■ Instructions to follow: Rewrite the material from the line containing "of the thigh" through the line containing "349L68 346L62 349L43", swapping "thigh" for "upper leg" and leaving everything else untouched.

■ Supplied data:
★ ★ ★

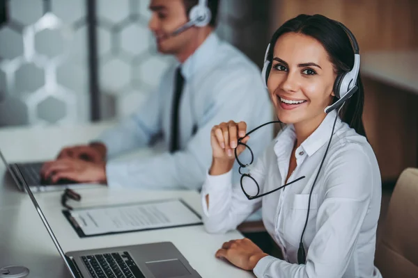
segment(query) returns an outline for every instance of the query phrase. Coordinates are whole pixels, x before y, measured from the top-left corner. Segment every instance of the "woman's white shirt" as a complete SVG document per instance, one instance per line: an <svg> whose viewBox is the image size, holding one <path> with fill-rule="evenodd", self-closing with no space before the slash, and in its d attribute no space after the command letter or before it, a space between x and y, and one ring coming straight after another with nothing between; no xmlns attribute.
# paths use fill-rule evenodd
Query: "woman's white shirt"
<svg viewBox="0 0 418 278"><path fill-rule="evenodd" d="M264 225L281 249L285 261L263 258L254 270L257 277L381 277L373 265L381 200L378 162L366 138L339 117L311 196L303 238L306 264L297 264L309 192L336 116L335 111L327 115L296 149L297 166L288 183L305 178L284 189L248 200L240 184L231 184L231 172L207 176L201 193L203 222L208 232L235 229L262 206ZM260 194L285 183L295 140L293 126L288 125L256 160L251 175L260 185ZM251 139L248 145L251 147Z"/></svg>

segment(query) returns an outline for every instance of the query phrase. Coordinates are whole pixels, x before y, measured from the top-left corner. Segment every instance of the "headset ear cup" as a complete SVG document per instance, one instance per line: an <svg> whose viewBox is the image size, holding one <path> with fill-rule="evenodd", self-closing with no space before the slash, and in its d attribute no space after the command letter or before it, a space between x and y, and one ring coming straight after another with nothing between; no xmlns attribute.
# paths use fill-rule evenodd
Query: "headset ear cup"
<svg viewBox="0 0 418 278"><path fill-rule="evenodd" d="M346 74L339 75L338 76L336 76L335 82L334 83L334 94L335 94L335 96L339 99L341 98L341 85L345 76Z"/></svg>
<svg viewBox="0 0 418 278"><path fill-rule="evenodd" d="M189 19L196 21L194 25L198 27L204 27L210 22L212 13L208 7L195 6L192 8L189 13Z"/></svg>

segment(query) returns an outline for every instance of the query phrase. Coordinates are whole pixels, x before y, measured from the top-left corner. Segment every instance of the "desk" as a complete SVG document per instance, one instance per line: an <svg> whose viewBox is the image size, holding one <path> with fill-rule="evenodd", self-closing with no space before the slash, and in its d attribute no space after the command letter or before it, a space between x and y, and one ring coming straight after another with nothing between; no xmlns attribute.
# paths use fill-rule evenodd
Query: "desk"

★ ★ ★

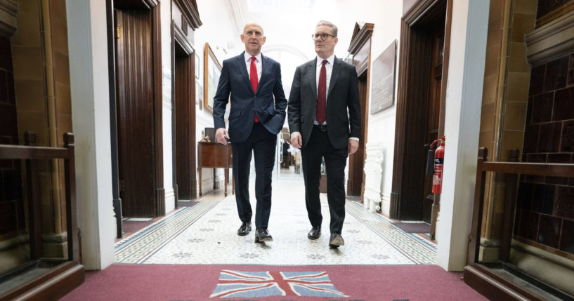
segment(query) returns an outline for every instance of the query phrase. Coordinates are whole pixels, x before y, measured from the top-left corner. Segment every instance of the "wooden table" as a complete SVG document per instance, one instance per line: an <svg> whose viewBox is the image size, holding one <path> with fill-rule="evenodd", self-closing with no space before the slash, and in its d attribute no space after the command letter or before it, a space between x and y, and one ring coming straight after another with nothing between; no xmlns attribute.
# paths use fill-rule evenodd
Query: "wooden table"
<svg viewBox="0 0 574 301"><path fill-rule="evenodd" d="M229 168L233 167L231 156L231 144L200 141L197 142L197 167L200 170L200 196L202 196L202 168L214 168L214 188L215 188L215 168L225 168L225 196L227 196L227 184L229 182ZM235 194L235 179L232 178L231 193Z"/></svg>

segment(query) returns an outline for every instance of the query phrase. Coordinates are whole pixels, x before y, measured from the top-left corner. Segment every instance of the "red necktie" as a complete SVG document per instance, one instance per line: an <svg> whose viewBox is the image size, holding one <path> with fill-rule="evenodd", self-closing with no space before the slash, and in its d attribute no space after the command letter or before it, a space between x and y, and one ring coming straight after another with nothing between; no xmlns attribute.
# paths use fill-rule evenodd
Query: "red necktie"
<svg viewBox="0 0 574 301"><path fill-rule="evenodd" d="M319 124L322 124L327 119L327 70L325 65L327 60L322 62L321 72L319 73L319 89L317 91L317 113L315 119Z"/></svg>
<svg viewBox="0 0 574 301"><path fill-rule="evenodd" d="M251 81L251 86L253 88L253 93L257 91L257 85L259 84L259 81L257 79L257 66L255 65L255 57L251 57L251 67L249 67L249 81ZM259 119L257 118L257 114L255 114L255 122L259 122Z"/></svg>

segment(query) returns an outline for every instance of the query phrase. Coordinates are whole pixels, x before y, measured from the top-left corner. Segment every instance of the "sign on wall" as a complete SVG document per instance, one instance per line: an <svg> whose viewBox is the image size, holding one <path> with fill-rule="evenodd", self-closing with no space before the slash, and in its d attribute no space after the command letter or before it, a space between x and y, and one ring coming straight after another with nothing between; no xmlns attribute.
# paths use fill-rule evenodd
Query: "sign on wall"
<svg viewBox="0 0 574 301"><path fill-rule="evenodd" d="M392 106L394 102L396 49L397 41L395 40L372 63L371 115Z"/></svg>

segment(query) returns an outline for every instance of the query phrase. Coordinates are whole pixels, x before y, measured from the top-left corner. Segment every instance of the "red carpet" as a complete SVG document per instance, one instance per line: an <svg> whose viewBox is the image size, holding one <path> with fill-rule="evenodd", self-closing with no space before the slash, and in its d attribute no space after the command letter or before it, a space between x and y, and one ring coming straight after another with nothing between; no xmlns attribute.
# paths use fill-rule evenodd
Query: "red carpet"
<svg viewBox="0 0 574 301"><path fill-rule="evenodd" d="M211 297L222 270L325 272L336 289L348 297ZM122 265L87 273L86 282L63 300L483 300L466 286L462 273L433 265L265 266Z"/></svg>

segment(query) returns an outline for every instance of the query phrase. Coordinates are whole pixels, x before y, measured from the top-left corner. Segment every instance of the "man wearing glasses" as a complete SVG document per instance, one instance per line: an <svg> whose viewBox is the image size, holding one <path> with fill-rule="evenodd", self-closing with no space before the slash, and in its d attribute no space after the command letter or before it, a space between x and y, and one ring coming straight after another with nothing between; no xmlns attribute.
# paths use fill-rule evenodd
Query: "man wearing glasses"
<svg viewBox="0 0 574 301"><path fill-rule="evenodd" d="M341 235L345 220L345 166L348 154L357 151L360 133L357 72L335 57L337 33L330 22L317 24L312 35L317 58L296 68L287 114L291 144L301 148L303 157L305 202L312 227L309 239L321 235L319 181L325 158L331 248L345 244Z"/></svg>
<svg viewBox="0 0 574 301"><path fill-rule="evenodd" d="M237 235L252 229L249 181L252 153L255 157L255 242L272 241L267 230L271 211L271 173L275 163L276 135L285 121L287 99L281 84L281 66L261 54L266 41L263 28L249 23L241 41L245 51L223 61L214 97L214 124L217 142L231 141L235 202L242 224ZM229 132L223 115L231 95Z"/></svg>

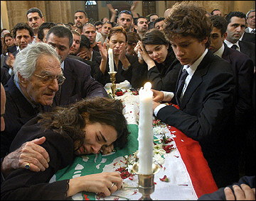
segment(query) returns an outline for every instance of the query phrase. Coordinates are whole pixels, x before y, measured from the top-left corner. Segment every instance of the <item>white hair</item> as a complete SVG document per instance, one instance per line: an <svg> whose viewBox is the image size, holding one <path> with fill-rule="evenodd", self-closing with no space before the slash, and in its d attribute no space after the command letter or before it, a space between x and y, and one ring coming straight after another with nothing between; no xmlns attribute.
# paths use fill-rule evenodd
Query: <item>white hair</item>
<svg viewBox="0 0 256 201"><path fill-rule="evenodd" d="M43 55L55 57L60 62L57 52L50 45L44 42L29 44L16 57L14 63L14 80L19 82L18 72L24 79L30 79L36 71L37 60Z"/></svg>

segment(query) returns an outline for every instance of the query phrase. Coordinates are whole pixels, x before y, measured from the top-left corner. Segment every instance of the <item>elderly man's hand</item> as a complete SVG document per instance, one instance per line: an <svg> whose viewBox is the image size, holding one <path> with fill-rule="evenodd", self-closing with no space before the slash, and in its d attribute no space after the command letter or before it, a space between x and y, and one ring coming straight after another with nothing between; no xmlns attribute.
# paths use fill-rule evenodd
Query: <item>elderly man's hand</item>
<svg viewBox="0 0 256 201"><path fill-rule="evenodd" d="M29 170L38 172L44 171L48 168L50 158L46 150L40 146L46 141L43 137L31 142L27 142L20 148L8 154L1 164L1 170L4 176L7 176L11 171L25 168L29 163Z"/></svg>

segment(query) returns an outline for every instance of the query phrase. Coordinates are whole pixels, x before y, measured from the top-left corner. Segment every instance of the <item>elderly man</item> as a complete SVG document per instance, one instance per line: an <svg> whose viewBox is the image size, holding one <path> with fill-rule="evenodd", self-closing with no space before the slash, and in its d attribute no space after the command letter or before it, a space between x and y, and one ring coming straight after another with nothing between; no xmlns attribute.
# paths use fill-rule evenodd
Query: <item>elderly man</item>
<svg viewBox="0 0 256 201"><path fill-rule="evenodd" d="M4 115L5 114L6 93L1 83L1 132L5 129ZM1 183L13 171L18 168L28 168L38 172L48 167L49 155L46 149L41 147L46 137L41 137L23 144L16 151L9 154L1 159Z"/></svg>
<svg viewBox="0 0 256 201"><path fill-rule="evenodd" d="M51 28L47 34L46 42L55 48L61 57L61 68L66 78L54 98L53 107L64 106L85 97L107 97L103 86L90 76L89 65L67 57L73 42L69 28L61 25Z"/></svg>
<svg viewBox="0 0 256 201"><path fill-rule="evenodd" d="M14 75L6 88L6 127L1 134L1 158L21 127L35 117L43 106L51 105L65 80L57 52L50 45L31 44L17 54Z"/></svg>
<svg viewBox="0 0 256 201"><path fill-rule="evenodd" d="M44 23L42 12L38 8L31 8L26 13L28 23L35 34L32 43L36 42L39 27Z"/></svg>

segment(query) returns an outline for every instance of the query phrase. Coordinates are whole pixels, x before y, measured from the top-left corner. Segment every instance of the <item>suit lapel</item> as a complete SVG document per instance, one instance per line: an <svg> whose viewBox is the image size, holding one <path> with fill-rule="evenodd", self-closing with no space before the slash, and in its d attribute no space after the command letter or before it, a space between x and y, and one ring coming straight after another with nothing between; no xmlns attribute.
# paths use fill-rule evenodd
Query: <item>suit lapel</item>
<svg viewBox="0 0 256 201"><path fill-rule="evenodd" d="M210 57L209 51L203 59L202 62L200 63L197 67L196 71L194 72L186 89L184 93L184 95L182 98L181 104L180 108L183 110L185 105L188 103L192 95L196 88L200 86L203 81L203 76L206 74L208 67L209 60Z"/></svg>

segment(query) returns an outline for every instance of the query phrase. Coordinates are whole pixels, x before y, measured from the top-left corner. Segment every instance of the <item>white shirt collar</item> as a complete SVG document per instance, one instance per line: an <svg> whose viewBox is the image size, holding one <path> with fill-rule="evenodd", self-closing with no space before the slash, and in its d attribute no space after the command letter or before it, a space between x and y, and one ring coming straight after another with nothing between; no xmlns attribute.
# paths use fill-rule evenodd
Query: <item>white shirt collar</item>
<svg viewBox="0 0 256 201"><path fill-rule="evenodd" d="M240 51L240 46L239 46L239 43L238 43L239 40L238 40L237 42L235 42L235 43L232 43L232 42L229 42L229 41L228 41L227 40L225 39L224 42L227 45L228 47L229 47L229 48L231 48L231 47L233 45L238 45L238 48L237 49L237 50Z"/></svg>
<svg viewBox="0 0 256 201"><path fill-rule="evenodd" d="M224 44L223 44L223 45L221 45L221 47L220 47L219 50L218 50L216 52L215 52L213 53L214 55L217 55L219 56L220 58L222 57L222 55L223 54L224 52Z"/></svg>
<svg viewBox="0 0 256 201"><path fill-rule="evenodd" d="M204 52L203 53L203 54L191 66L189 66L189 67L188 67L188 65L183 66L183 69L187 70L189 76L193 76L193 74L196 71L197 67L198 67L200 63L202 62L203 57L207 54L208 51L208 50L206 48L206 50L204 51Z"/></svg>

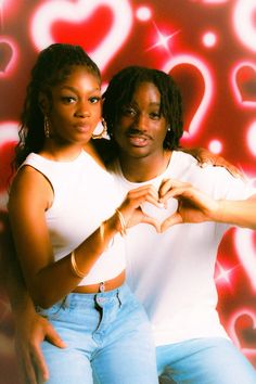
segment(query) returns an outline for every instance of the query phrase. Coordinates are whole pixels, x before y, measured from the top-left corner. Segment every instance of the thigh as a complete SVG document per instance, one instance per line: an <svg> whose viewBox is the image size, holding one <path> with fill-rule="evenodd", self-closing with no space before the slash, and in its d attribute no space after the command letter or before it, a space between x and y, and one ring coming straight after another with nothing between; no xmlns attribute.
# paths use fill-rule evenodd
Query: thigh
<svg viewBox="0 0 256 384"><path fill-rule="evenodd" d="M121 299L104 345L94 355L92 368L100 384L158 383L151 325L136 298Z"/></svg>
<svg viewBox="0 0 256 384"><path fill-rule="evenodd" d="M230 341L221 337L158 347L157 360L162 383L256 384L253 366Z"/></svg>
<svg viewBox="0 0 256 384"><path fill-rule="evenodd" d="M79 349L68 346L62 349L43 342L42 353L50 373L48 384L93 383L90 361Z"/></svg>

★ ★ ★

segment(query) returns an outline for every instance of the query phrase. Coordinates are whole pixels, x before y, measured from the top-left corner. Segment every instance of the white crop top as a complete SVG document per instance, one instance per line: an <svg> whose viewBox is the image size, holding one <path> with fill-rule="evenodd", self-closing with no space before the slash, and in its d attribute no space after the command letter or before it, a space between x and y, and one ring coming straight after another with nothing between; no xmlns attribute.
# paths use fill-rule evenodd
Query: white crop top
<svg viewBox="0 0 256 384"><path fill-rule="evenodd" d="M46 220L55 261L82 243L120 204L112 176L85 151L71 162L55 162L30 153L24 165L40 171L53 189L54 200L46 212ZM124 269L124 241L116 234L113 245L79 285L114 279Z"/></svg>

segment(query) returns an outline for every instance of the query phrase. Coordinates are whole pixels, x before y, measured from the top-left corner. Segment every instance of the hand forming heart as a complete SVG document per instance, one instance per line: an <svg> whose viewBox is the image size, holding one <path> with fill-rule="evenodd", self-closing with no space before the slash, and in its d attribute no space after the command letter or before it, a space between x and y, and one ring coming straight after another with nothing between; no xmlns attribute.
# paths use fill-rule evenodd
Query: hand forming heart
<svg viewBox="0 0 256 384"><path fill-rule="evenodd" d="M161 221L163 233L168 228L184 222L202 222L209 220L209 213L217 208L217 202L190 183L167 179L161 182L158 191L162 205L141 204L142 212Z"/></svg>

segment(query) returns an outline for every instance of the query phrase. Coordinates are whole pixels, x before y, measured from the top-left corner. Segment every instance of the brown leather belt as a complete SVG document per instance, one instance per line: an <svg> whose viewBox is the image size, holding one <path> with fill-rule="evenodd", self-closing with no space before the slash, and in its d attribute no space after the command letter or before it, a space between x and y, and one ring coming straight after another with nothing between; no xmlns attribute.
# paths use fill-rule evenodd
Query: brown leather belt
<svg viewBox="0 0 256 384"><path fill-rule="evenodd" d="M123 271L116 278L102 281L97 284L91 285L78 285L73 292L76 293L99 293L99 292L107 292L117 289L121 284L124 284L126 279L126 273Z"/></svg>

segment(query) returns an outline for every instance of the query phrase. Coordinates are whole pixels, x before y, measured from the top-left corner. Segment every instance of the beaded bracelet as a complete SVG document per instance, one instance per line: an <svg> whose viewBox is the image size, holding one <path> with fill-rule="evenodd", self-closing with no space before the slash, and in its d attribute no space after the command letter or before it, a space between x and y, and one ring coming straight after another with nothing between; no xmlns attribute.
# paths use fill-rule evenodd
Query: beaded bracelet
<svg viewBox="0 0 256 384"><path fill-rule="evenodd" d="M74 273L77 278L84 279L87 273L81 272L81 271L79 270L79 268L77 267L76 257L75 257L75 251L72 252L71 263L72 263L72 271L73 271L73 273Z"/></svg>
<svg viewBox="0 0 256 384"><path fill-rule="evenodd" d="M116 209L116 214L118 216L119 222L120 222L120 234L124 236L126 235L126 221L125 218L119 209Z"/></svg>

★ ★ ★

■ Response for this exercise:
segment(query) returns an outline for every instance of the query phrase. Coordinates are whole pixels, x before y, measured from the top-left corner. Segment every instance of the upper leg as a complete SVG document per instance, one instance per line: an <svg> whose viewBox is the image size, holding one <path> with fill-rule="evenodd", self-closing with no space before the slash, and in its d attribute no space after the command letter or before it, a space between x and y, and one ring coming straight after another with nothing between; no xmlns attribute.
# paths use fill-rule evenodd
Query: upper leg
<svg viewBox="0 0 256 384"><path fill-rule="evenodd" d="M121 299L104 345L94 355L92 368L100 384L158 383L151 325L136 298Z"/></svg>
<svg viewBox="0 0 256 384"><path fill-rule="evenodd" d="M230 341L221 337L158 347L157 360L162 383L256 384L253 366Z"/></svg>
<svg viewBox="0 0 256 384"><path fill-rule="evenodd" d="M79 349L68 346L62 349L43 342L42 353L50 373L48 384L93 383L90 361Z"/></svg>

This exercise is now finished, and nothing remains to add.